#### Opdracht:
Kun je in het fragment over de WOZ-uitspraak alles vanaf "nummer 19/00734" tot en met "[Z] (hierna: belanghebbende)" opnieuw weergeven, maar dan met "belanghebbende" veranderd in "belastingplichtige"?

#### Aangeleverd fragment:
=====
Home

Gerechtshof Arnhem-Leeuwarden, 07-07-2020, ECLI:NL:GHARL:2020:5157, 19/00734

Gerechtshof Arnhem-Leeuwarden, 07-07-2020, ECLI:NL:GHARL:2020:5157, 19/00734

Gegevens

Instantie
Gerechtshof Arnhem-Leeuwarden
Datum uitspraak
7 juli 2020
Datum publicatie
17 juli 2020
ECLI
ECLI:NL:GHARL:2020:5157
Zaaknummer
19/00734

Inhoudsindicatie

Wet Woz. Waardevaststelling woning.

Uitspraak

locatie Arnhem

nummer 19/00734

uitspraakdatum: 7 juli 2020

Uitspraak van de negentiende enkelvoudige belastingkamer

op het hoger beroep van

[X] te [Z] (hierna: belanghebbende)
=====
#### Aangeleverde gegevens:
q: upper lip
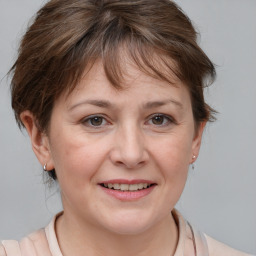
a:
[99,179,156,185]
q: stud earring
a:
[192,155,196,170]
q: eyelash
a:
[81,115,109,128]
[81,113,176,129]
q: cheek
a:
[49,134,106,185]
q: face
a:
[29,63,202,234]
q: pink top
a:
[0,210,252,256]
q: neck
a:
[56,212,178,256]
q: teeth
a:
[103,183,150,191]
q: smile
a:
[100,183,154,192]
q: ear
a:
[190,122,206,164]
[20,110,54,170]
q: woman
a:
[0,0,254,256]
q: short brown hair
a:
[11,0,215,179]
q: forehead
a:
[60,61,190,111]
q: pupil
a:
[91,117,102,126]
[153,116,164,124]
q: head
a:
[12,0,215,234]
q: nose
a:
[110,126,149,169]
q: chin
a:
[97,211,158,235]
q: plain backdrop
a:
[0,0,256,254]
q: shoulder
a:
[205,235,252,256]
[0,229,52,256]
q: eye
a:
[149,114,174,126]
[82,116,107,127]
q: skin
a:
[21,62,205,256]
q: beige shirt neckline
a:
[45,210,186,256]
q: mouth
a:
[99,183,156,192]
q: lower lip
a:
[100,185,156,201]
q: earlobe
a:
[20,110,54,170]
[190,122,206,164]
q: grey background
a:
[0,0,256,254]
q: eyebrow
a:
[69,99,183,110]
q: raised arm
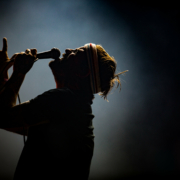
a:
[0,38,37,134]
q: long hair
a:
[96,45,128,100]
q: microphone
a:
[36,48,61,59]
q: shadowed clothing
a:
[14,87,94,180]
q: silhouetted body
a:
[14,88,94,180]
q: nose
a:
[65,49,72,54]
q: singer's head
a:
[49,43,124,99]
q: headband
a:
[84,43,101,94]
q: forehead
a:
[77,46,86,50]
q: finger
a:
[2,37,7,51]
[31,49,37,56]
[10,53,18,61]
[25,49,31,54]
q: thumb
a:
[2,37,7,52]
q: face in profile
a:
[49,46,87,87]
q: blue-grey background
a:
[0,0,180,180]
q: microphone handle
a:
[36,48,61,59]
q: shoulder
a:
[31,88,73,101]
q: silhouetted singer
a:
[0,38,126,180]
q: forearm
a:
[0,72,25,107]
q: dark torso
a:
[14,88,94,180]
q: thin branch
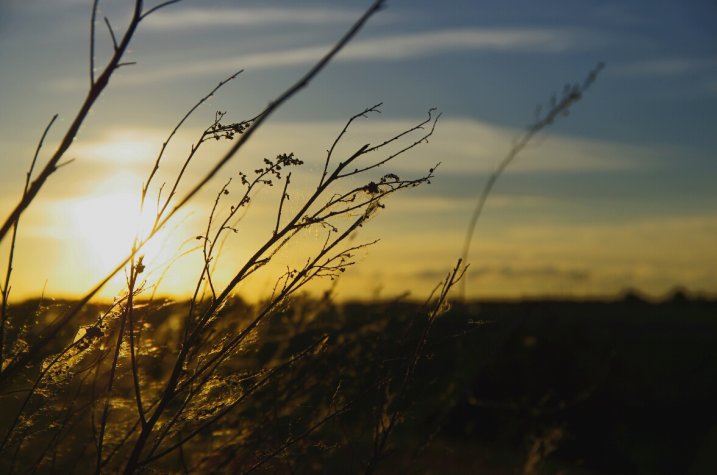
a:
[461,63,605,299]
[0,0,147,242]
[0,114,58,372]
[90,0,99,84]
[105,17,119,51]
[274,173,291,234]
[140,0,182,20]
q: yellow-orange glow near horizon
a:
[67,191,173,274]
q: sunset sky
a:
[0,0,717,299]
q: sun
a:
[67,191,173,268]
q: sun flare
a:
[67,191,174,276]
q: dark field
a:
[1,294,717,474]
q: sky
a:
[0,0,717,299]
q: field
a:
[2,294,717,474]
[0,0,717,475]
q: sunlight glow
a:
[62,191,177,278]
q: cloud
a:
[145,7,372,30]
[611,58,717,77]
[50,28,589,89]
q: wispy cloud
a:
[51,28,591,89]
[146,7,372,30]
[611,58,717,77]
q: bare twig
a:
[461,63,604,299]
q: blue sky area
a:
[0,0,717,298]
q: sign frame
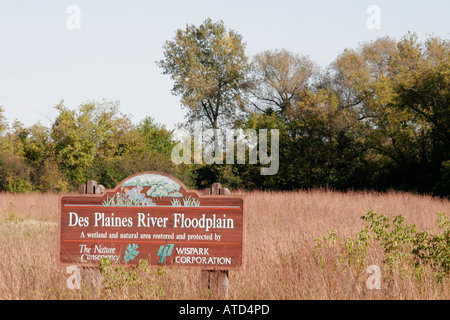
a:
[57,171,246,270]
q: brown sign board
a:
[58,171,245,270]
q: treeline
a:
[0,101,189,192]
[0,19,450,196]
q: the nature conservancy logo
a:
[171,129,280,175]
[157,244,174,264]
[123,243,139,263]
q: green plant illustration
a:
[170,196,200,207]
[123,243,139,263]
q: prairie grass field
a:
[0,190,450,300]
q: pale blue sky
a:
[0,0,450,129]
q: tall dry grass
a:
[0,190,450,299]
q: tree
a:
[158,19,248,129]
[251,50,318,114]
[136,116,174,156]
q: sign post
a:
[58,171,245,297]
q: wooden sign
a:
[58,172,245,270]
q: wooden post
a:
[78,180,105,299]
[201,183,230,300]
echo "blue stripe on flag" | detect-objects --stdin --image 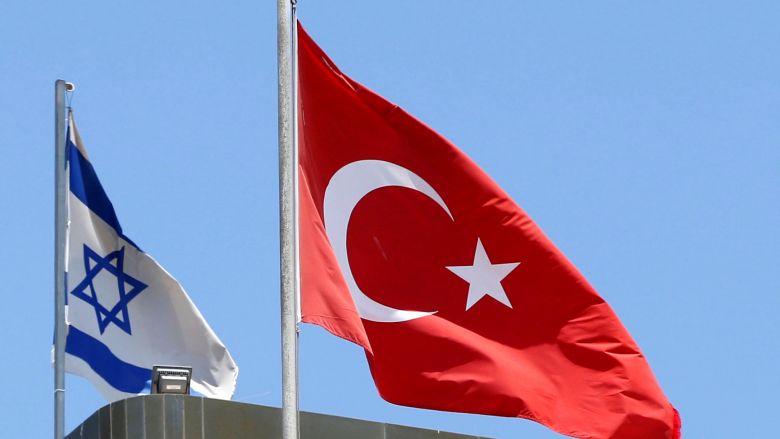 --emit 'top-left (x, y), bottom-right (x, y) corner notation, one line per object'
(65, 326), (152, 394)
(66, 132), (141, 250)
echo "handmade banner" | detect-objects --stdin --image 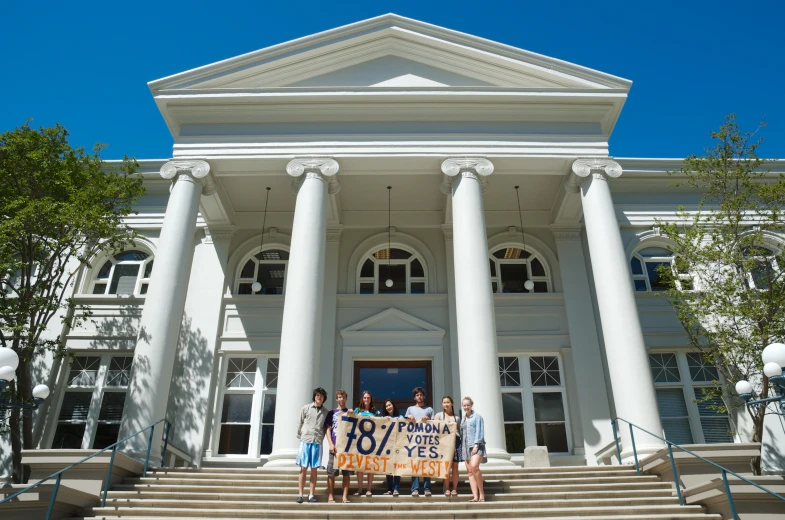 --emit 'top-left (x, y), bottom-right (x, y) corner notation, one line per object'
(335, 415), (457, 478)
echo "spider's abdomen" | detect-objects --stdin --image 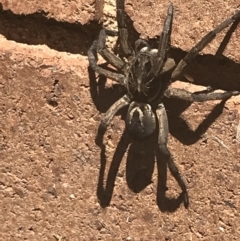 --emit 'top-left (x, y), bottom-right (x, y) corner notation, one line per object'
(126, 101), (156, 138)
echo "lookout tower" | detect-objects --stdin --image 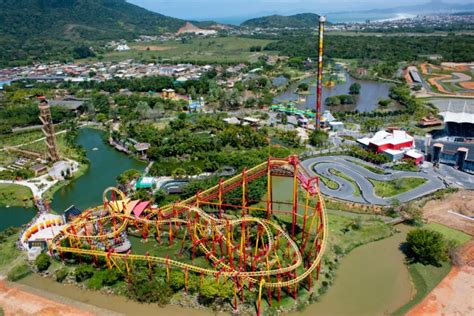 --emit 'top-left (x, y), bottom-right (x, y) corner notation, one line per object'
(316, 16), (326, 129)
(38, 100), (59, 162)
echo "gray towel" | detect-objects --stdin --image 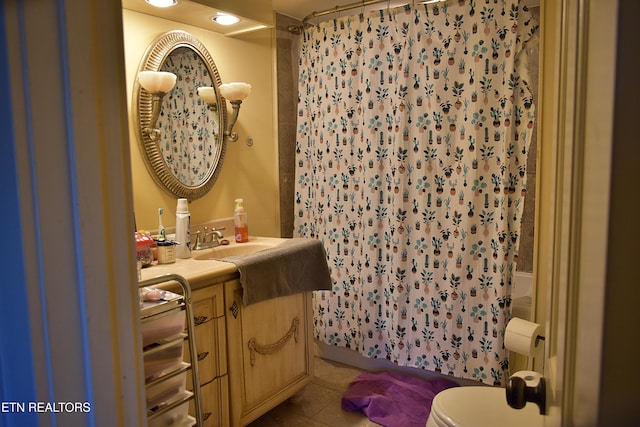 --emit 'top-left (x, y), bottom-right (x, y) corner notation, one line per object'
(223, 239), (332, 306)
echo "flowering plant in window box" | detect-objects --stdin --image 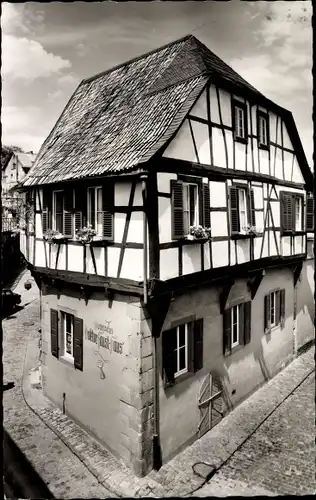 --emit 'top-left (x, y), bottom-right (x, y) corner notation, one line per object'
(76, 224), (102, 245)
(186, 226), (211, 240)
(43, 229), (65, 243)
(241, 224), (260, 236)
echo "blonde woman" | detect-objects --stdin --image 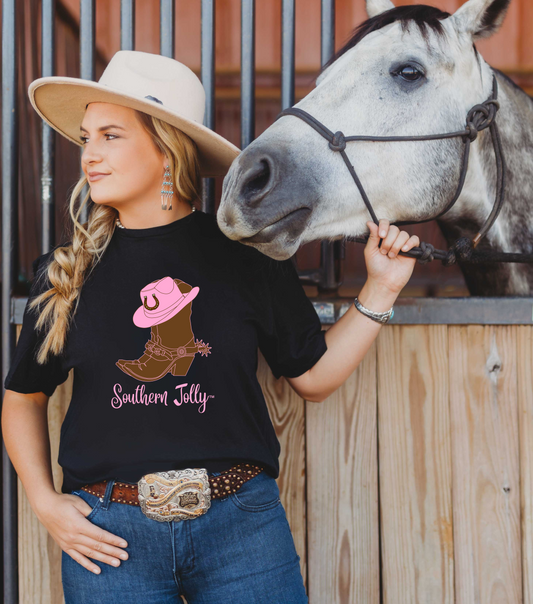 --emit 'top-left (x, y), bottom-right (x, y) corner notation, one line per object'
(2, 51), (419, 604)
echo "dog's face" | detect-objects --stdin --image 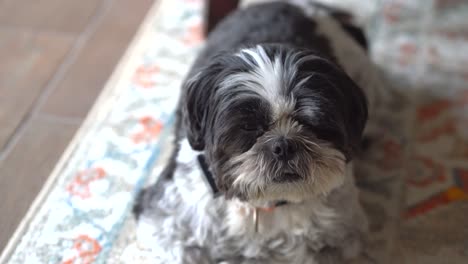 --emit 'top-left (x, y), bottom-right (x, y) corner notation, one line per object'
(184, 45), (367, 204)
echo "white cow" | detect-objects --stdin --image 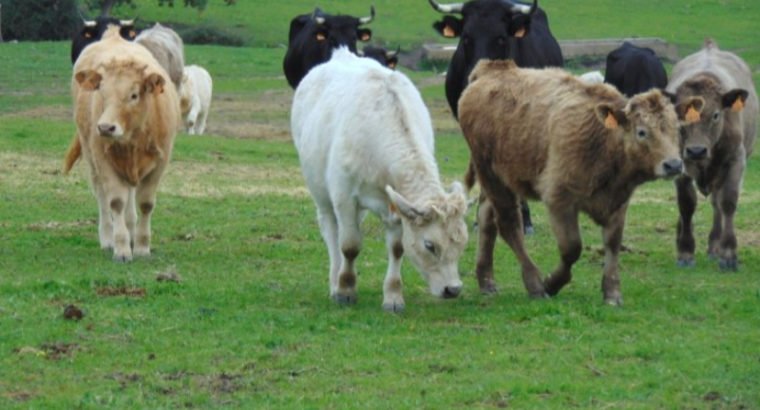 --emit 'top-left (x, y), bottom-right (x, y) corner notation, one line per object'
(179, 65), (213, 135)
(291, 48), (467, 312)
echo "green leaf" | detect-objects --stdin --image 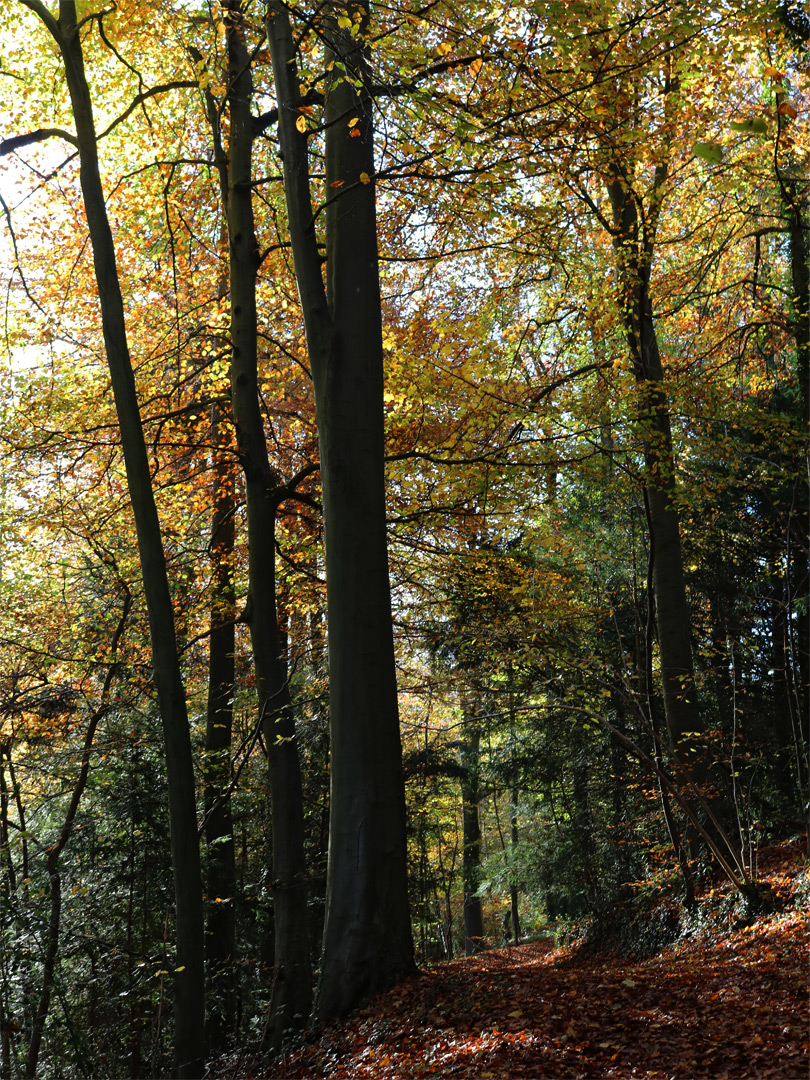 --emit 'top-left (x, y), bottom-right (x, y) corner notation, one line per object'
=====
#### Uitwerking:
nummer 19/00734

uitspraakdatum: 7 juli 2020

Uitspraak van de negentiende enkelvoudige belastingkamer

op het hoger beroep van

[X] te [Z] (hierna: belastingplichtige)